[Start of Text segment]
Re: [DISCUSS] KIP-761: Add total blocked time metric to streams

Posted by Rohan Desai <de...@gmail.com>.

> I remember now that we moved the round-trip PID's txn completion logic
into
init-transaction and commit/abort-transaction. So I think we'd count time
as in StreamsProducer#initTransaction as well (admittedly it is in most
cases a one-time thing).

Makes sense - I'll update the KIP

On Tue, Jul 20, 2021 at 11:48 PM Rohan Desai <de...@gmail.com>
wrote:

>
> > I had a question - it seems like from the descriptionsof
> `txn-commit-time-total` and `offset-commit-time-total` that they measure
> similar processes for ALOS and EOS, but only `txn-commit-time-total` is
> included in `blocked-time-total`. Why isn't `offset-commit-time-total` also
> included?
>
> I've updated the KIP to include it.
>
> > Aside from `flush-time-total`, `txn-commit-time-total` and
> `offset-commit-time-total`, which will be producer/consumer client metrics,
> the rest of the metrics will be streams metrics that will be thread level,
> is that right?
>
> Based on the feedback from Guozhang, I've updated the KIP to reflect that
> the lower-level metrics are all client metrics that are then summed to
> compute the blocked time metric, which is a Streams metric.
>
> On Tue, Jul 20, 2021 at 11:58 AM Rohan Desai <de...@gmail.com>
> wrote:
>
>> > Similarly, I think "txn-commit-time-total" and
>> "offset-commit-time-total" may better be inside producer and consumer
>> clients respectively.
>>
>> I agree for offset-commit-time-total. For txn-commit-time-total I'm
>> proposing we measure `StreamsProducer.commitTransaction`, which wraps
>> multiple producer calls (sendOffsets, commitTransaction)
>>
>> > > For "txn-commit-time-total" specifically, besides producer.commitTxn.
>> other txn-related calls may also be blocking, including
>> producer.beginTxn/abortTxn, I saw you mentioned "txn-begin-time-total"
>> later in the doc, but did not include it as a separate metric, and
>> similarly, should we have a `txn-abort-time-total` as well? If yes, could
>> you update the KIP page accordingly.
>>
>> `beginTransaction` is not blocking - I meant to remove that from that
>> doc. I'll add something for abort.
[End of Text segment]
| Actions to take |
**a.** Reproduce the part of the KIP-761 discussion that opens with the words containing "On Tue, Jul 20, 2021 at 11:48" and closes with "to include it.".
**b.** In the KIP-761 discussion, why does Rohan Desai decide against adding a separate metric for the time spent beginning a transaction?
The items that follow the KIP-761 discussion are not needed for any of the work here.
[Start of Listing]
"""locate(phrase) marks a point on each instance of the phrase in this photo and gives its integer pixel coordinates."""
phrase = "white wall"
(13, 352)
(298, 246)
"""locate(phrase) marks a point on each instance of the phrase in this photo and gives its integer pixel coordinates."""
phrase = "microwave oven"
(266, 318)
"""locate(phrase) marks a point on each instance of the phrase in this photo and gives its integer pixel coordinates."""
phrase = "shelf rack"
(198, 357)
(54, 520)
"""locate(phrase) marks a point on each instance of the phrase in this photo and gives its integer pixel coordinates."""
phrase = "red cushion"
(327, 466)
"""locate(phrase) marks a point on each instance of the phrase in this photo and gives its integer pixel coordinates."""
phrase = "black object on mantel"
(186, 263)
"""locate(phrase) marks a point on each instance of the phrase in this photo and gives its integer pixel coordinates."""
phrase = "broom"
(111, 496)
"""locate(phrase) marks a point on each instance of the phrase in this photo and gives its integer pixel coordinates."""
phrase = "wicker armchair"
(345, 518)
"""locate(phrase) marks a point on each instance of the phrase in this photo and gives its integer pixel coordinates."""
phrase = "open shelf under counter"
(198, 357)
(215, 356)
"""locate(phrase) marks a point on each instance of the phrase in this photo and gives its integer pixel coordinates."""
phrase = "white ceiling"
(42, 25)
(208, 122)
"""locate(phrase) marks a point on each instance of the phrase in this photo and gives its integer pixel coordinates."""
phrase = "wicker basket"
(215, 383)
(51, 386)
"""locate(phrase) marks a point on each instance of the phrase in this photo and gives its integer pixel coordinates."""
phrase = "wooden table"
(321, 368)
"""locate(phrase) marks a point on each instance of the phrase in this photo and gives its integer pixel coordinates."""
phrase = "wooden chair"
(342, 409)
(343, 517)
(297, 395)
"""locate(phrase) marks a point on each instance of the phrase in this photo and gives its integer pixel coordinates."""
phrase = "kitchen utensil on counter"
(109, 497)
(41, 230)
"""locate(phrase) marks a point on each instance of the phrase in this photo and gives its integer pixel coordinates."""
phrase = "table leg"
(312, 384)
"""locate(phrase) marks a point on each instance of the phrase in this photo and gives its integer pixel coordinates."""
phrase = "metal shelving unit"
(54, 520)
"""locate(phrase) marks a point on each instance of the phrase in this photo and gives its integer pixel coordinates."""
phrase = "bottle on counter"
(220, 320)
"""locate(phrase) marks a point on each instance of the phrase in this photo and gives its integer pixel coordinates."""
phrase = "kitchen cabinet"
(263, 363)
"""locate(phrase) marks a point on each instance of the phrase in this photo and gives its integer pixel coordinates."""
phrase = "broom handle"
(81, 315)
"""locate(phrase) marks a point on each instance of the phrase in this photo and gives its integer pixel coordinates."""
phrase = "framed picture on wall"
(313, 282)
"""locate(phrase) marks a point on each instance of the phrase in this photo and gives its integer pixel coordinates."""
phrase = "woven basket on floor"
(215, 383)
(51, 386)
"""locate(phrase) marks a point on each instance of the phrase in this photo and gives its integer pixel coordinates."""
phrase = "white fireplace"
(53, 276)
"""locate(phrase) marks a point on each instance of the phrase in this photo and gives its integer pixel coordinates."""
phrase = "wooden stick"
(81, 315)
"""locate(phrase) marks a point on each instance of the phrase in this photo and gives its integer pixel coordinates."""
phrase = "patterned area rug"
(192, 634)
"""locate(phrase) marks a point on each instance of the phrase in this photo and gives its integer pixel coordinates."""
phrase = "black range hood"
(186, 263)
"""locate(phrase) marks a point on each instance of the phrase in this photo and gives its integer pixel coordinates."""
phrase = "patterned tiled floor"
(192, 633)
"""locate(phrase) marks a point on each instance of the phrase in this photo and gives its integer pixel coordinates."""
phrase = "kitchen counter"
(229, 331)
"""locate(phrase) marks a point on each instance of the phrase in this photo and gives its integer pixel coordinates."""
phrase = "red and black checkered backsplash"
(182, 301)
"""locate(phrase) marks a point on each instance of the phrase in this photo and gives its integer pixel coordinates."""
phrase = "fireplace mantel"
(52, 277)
[End of Listing]
[Start of Listing]
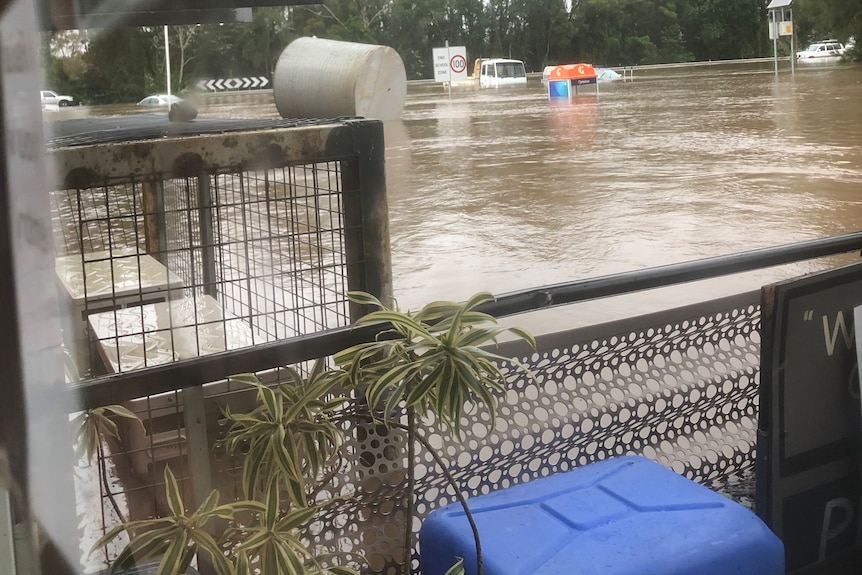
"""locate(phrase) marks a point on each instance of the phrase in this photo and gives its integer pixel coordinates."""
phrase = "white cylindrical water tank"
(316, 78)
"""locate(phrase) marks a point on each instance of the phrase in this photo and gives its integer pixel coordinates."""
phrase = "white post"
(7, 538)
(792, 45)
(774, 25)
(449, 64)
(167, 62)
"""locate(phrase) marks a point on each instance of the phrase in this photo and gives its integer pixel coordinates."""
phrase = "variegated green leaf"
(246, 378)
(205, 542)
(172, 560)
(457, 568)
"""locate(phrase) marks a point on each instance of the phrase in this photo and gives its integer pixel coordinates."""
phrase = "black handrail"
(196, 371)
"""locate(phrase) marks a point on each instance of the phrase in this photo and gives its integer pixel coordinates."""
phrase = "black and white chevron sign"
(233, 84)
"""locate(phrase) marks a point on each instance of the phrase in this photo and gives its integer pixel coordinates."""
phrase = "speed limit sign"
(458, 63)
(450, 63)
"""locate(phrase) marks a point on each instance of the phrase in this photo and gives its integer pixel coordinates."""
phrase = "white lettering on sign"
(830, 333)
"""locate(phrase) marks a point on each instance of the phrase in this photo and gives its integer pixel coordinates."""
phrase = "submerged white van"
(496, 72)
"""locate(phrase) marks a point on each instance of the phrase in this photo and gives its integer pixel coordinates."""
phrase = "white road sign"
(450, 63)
[End of Listing]
| Correct answers |
**a.**
On Tue, Jul 20, 2021 at 11:48 PM Rohan Desai <de...@gmail.com>
wrote:

>
> > I had a question - it seems like from the descriptionsof
> `txn-commit-time-total` and `offset-commit-time-total` that they measure
> similar processes for ALOS and EOS, but only `txn-commit-time-total` is
> included in `blocked-time-total`. Why isn't `offset-commit-time-total` also
> included?
>
> I've updated the KIP to include it.

**b.** He says `beginTransaction` is not blocking, so it does not need its own metric, and he meant to remove it from the doc. He plans to add something for abort instead.